Find every line in the stored records below that contains the string "hand", and copy each such line in full. Case is significant.

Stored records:
=====

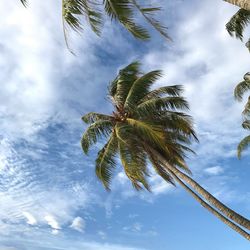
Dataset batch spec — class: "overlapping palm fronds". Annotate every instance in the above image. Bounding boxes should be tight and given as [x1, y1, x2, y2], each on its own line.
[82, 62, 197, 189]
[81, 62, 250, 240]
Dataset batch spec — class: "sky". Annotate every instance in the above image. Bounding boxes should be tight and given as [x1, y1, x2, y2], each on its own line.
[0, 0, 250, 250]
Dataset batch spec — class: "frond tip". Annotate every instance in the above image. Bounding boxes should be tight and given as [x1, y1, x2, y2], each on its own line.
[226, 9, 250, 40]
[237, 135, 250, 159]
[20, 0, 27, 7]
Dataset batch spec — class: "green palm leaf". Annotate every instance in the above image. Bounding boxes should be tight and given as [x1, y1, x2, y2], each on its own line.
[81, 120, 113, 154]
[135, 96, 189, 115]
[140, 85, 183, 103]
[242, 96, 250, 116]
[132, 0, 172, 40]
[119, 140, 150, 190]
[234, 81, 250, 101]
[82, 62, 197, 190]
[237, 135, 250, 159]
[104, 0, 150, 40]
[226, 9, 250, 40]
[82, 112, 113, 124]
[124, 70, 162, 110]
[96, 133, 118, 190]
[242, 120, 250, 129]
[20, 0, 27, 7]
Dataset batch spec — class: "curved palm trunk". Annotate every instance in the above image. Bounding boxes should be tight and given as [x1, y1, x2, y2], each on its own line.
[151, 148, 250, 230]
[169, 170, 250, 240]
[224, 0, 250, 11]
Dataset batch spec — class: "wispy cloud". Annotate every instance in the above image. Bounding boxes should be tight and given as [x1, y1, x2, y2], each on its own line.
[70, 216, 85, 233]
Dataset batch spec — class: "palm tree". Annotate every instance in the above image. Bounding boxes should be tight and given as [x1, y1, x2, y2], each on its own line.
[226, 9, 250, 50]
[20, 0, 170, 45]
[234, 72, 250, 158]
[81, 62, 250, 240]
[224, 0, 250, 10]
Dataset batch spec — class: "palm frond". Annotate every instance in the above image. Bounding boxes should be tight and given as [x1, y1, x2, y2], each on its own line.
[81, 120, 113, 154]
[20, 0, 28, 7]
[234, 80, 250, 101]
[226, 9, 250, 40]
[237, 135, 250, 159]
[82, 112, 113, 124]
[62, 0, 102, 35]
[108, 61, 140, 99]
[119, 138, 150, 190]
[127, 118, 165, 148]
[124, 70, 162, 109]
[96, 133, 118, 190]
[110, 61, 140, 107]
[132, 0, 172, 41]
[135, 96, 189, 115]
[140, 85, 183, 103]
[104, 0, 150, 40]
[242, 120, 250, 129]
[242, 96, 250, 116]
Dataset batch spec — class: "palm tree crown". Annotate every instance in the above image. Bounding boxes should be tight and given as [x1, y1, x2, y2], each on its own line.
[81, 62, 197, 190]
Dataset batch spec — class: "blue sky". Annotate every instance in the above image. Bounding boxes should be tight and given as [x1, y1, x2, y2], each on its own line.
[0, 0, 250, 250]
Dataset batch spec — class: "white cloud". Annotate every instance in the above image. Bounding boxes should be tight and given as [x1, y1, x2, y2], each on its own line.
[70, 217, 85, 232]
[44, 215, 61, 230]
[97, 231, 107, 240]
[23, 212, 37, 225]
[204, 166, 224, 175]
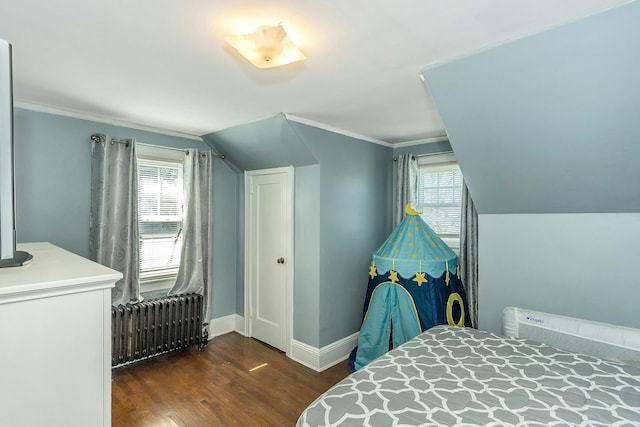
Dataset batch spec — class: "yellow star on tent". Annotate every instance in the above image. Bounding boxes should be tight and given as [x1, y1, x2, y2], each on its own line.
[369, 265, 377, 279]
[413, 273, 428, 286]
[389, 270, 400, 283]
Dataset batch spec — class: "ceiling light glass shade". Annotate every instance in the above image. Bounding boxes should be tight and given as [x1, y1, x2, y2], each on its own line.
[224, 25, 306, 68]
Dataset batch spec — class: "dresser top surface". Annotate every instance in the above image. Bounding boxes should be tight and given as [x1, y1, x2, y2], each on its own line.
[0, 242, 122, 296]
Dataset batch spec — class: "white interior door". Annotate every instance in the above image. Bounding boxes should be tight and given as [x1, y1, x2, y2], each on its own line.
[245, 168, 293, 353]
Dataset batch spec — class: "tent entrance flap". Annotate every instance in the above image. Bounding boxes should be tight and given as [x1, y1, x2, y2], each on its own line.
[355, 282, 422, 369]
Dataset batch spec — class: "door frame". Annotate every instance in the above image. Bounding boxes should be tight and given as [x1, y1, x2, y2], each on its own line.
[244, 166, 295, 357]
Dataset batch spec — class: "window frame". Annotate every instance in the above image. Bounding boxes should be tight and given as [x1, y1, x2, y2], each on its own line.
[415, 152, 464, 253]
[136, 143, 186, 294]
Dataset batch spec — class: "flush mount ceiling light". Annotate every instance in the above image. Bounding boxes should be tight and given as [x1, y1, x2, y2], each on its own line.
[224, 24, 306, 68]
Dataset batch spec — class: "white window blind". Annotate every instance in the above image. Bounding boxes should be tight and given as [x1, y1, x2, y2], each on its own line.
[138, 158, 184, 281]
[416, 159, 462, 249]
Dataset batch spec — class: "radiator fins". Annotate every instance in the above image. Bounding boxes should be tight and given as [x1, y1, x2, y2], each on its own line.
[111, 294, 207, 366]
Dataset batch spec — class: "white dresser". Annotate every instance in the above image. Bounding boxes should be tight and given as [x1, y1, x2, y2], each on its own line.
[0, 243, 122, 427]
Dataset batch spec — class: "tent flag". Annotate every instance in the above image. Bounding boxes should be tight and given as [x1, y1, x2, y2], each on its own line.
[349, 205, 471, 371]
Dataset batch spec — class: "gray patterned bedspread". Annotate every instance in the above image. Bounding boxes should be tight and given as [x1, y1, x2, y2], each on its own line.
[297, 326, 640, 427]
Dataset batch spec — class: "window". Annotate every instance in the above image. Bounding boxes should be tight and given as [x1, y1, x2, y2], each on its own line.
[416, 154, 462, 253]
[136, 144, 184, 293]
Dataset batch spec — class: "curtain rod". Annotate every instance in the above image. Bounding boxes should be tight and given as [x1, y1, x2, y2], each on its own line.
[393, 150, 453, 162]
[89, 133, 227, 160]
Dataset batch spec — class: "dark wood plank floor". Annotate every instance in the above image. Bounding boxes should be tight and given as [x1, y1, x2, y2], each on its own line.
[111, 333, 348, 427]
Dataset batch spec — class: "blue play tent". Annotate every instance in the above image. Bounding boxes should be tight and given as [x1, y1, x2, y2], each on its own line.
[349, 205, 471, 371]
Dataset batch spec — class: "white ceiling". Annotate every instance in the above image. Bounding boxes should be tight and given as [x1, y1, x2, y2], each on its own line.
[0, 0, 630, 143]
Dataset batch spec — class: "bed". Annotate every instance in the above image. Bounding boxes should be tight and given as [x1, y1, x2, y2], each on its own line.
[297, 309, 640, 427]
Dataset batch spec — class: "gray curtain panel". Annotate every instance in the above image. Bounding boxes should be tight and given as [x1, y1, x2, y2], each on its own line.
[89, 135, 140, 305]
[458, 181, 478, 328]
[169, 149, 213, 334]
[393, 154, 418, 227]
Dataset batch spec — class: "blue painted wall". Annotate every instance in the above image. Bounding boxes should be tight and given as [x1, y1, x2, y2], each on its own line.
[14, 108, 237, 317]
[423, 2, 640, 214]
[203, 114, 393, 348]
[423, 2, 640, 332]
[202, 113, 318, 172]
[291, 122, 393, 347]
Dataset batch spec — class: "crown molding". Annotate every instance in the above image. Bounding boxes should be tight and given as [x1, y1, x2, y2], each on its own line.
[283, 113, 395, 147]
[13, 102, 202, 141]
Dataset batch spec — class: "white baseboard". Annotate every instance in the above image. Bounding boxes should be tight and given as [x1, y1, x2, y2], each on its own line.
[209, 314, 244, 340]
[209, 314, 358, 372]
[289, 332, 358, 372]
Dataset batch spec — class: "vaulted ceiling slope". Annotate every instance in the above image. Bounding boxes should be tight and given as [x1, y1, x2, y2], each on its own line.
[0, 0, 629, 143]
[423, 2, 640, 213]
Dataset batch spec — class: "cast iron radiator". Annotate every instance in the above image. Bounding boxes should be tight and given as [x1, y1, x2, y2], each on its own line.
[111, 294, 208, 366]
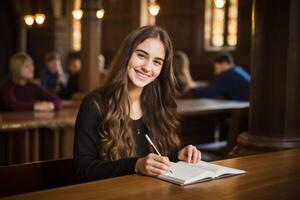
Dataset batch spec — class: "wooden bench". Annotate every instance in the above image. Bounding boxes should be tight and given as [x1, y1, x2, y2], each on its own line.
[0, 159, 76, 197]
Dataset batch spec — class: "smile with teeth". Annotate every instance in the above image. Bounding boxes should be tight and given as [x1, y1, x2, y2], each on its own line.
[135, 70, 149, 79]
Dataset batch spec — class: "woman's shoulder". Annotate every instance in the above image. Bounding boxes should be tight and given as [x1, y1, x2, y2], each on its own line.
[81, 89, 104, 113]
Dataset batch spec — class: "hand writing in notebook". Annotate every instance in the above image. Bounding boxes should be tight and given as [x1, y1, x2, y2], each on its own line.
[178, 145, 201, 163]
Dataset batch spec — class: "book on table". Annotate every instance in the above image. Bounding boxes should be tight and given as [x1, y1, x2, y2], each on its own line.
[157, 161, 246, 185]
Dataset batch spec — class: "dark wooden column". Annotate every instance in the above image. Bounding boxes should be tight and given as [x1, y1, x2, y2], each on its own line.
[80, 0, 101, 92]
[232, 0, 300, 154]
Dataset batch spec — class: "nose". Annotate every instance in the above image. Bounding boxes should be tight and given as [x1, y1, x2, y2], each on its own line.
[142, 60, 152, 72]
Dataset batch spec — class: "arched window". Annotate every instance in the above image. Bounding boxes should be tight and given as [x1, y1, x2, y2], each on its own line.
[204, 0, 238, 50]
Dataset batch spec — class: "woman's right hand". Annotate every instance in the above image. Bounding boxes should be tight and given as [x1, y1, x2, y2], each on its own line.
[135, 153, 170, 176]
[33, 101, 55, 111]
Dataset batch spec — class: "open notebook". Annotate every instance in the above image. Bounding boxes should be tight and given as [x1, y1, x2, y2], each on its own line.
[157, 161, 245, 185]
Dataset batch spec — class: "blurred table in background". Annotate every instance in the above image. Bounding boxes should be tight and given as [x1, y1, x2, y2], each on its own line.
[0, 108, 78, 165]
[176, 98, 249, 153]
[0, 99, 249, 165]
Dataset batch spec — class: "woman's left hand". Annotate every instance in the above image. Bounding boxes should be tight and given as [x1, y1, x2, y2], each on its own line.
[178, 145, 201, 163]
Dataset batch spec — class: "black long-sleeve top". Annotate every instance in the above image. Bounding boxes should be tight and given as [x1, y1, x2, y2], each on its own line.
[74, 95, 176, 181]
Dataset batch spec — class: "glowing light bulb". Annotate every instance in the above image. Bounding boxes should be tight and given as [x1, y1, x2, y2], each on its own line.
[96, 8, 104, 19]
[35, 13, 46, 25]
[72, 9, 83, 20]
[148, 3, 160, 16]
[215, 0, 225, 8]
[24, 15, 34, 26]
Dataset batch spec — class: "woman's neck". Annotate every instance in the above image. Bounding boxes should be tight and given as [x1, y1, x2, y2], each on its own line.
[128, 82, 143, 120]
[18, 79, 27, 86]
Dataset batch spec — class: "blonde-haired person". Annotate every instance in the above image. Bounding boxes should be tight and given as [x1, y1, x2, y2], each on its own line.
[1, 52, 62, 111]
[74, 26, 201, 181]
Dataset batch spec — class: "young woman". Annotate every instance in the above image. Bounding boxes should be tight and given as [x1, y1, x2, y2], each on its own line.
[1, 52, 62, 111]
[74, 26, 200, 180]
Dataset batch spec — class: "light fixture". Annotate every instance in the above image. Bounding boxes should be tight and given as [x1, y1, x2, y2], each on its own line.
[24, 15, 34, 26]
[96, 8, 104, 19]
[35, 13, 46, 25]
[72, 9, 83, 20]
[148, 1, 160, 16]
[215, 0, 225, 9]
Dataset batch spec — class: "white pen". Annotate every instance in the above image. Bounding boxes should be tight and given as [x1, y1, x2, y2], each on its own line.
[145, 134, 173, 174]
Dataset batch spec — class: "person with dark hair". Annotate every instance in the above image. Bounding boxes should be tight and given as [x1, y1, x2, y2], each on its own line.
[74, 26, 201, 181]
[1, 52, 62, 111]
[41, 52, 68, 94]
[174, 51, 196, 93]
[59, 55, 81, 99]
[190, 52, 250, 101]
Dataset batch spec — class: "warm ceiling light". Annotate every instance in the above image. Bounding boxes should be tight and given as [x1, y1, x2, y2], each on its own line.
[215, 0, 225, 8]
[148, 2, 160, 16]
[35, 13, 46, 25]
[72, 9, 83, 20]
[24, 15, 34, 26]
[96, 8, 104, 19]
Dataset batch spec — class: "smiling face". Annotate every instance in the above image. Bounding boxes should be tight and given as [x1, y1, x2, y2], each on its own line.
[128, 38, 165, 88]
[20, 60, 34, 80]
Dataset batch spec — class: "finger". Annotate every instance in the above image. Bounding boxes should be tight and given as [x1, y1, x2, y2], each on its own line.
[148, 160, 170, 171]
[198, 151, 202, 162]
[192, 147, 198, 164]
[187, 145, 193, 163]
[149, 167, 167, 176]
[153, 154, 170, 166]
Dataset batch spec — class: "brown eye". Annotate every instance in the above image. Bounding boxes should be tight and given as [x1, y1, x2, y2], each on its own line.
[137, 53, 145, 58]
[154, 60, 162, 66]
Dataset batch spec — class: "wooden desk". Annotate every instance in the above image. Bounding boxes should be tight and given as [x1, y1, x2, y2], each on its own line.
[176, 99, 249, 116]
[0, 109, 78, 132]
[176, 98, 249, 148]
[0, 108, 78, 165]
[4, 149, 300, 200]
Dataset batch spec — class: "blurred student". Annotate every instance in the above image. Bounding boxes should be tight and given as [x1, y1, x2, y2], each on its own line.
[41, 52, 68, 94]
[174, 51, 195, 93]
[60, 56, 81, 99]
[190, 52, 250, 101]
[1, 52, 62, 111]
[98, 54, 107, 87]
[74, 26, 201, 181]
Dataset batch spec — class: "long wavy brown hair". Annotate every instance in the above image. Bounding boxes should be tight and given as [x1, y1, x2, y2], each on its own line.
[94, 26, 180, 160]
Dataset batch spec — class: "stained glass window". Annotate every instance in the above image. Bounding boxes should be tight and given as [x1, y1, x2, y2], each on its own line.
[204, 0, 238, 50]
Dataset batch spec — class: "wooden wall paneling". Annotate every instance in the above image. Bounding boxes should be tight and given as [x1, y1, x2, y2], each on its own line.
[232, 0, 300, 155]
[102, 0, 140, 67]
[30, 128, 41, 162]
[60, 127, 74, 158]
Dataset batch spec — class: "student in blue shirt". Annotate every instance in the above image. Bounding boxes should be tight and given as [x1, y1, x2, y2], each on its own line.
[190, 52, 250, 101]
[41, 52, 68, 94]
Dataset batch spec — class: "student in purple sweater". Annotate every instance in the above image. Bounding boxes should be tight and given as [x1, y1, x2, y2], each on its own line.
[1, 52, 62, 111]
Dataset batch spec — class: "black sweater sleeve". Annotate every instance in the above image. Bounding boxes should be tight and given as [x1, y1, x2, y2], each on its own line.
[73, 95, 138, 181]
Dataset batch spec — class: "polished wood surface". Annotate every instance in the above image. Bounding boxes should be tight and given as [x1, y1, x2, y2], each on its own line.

=====

__Expected answer__
Dataset batch spec — class: "hand writing in notebook". Annotate every instance in the above image. Bounding boxes should be tight and given as [x1, y1, x2, y2], each on its own line.
Dataset batch spec — class: "woman's right hand". Annotate every instance in the above image. Bounding boxes should be tight and given as [x1, y1, x2, y2], each on its own line.
Dataset batch spec — class: "woman's left hand". Annotate every instance in the above image. Bounding boxes should be tight and given as [x1, y1, x2, y2], each on its own line.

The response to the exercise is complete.